▶ EXERCISE: Which lines in the records below contain the word "front"? Pick out each of them and copy it whole.

# AVAILABLE RECORDS start

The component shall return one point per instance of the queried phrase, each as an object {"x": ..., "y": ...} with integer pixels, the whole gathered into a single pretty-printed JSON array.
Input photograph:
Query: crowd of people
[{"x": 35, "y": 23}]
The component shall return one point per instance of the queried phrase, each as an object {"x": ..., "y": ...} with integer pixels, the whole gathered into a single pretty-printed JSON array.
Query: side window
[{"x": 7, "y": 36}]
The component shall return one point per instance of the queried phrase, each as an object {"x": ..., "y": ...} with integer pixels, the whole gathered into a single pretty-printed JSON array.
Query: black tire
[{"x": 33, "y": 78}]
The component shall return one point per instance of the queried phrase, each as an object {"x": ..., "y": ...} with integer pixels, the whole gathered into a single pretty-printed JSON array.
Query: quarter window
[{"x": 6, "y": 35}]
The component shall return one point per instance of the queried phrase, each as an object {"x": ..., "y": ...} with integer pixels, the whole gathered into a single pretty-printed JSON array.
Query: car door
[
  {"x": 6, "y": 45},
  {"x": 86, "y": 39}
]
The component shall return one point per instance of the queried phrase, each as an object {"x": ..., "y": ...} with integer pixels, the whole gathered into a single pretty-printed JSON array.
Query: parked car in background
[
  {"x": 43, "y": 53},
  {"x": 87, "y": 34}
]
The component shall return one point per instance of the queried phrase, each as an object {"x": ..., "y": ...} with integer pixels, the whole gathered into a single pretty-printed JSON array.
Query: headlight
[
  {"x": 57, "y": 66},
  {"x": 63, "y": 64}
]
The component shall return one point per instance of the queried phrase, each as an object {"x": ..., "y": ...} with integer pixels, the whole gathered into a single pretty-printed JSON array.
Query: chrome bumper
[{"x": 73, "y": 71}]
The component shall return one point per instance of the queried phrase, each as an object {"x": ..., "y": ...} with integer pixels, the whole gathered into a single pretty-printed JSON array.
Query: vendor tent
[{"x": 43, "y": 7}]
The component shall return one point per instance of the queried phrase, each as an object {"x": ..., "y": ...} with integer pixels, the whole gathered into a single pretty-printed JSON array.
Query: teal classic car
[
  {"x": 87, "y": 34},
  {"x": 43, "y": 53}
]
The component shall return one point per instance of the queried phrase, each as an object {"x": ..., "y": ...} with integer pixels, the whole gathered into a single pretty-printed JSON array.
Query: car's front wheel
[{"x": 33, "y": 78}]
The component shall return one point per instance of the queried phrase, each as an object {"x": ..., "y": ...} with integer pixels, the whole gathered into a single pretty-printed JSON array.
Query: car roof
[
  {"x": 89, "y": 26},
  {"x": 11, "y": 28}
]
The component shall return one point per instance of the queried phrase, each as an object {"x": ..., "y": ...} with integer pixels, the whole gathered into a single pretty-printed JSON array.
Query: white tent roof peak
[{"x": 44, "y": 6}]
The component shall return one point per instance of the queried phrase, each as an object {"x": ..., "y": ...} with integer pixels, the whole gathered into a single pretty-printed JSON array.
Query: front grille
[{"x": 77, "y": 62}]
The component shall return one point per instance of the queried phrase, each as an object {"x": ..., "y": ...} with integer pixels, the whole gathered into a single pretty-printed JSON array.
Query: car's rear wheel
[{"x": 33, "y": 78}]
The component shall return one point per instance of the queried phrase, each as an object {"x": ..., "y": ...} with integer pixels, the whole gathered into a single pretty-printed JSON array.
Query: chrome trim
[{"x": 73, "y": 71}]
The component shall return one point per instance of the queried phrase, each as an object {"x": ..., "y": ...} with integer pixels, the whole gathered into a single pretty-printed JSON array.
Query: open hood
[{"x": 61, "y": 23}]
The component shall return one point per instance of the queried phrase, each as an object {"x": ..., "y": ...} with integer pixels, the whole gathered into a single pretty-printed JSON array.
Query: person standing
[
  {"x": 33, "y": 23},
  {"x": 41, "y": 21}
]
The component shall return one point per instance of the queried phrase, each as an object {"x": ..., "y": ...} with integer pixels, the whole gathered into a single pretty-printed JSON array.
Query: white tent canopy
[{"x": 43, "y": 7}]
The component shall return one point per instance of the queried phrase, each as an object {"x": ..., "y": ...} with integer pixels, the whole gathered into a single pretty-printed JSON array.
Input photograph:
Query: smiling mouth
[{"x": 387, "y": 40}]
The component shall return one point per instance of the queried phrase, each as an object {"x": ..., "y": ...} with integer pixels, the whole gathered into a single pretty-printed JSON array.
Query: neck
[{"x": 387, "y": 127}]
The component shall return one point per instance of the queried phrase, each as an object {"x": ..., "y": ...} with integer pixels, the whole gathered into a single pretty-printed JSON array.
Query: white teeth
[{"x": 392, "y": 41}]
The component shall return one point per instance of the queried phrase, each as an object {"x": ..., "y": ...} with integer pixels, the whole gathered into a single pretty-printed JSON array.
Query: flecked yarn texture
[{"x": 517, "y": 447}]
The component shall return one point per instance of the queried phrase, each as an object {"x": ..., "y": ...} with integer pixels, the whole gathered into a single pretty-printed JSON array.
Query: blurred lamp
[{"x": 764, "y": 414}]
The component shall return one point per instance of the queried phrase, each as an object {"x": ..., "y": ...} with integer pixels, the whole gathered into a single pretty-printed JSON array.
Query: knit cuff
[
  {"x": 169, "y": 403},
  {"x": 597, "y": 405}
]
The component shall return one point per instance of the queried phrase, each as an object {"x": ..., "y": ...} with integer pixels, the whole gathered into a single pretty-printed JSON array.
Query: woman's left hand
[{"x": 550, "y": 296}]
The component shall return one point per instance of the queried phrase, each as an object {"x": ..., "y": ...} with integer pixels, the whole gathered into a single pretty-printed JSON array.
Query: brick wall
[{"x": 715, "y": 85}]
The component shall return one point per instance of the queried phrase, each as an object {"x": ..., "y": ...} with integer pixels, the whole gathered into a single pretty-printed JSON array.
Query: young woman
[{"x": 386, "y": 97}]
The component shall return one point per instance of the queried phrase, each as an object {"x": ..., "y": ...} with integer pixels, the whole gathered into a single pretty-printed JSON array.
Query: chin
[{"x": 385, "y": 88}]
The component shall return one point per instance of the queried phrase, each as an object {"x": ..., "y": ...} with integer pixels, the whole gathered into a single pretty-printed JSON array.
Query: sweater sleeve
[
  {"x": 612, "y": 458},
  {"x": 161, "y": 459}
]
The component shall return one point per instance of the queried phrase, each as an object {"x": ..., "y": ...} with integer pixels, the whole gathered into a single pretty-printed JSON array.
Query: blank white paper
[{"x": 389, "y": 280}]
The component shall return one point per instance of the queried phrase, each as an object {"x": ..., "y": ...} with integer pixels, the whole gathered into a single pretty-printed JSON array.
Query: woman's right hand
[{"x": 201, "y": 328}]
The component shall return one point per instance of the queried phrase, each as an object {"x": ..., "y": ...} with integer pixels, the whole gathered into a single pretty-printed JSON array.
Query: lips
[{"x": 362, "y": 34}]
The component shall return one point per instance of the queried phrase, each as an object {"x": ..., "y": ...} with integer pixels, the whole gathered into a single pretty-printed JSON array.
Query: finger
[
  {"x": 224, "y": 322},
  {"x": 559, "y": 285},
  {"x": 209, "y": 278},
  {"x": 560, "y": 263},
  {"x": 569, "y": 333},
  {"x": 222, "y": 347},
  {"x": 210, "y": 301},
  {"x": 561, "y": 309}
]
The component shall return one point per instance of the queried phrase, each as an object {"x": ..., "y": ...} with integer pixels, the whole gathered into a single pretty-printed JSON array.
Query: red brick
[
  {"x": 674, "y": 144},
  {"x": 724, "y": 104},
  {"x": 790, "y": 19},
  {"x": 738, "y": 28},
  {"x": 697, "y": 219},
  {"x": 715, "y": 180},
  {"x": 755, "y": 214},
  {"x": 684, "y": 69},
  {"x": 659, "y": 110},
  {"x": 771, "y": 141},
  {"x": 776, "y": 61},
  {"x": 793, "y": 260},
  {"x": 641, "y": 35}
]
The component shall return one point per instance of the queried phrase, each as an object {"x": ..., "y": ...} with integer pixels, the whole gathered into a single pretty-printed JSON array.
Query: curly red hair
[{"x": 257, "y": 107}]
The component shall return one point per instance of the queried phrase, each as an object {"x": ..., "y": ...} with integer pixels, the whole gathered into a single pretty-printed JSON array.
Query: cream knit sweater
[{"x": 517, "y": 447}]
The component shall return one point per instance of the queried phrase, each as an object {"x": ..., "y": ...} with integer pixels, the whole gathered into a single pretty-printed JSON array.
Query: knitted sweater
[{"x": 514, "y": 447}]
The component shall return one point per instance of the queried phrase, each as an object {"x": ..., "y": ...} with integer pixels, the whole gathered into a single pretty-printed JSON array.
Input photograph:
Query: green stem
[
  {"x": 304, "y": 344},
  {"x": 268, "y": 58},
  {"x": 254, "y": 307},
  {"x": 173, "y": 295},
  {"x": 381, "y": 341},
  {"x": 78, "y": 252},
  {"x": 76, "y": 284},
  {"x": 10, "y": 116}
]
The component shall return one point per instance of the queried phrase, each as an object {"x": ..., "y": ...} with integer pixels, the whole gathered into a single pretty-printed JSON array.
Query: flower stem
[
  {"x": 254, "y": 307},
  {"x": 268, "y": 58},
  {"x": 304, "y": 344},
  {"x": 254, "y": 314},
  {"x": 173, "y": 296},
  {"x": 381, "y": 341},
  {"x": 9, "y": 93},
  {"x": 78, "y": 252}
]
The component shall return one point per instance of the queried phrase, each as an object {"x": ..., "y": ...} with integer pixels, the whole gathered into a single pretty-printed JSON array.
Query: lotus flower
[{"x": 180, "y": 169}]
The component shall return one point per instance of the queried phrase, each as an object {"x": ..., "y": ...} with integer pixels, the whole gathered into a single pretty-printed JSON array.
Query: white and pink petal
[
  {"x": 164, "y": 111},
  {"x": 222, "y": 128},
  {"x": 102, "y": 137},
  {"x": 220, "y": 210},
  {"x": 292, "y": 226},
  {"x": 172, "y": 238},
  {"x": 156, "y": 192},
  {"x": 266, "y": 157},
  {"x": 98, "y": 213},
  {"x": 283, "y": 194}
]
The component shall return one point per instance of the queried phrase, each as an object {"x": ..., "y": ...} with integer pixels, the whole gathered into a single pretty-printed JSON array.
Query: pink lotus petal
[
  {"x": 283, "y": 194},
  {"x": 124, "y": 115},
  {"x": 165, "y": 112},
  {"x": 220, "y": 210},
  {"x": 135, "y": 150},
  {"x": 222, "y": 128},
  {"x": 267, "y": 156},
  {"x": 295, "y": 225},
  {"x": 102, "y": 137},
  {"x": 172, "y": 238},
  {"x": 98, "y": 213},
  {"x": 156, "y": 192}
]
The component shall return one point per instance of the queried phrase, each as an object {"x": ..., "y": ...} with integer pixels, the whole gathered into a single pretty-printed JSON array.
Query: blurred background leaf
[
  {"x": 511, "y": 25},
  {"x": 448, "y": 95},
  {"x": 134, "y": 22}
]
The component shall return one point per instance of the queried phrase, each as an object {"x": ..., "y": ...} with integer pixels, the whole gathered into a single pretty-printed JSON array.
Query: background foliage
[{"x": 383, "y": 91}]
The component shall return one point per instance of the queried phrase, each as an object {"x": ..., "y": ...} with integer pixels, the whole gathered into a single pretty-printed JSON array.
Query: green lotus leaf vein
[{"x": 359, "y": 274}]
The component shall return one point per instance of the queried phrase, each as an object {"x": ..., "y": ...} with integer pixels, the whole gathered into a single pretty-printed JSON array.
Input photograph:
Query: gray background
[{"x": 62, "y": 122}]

# AVAILABLE RECORDS end

▶ EXERCISE RESPONSE:
Query: car's front wheel
Query: front grille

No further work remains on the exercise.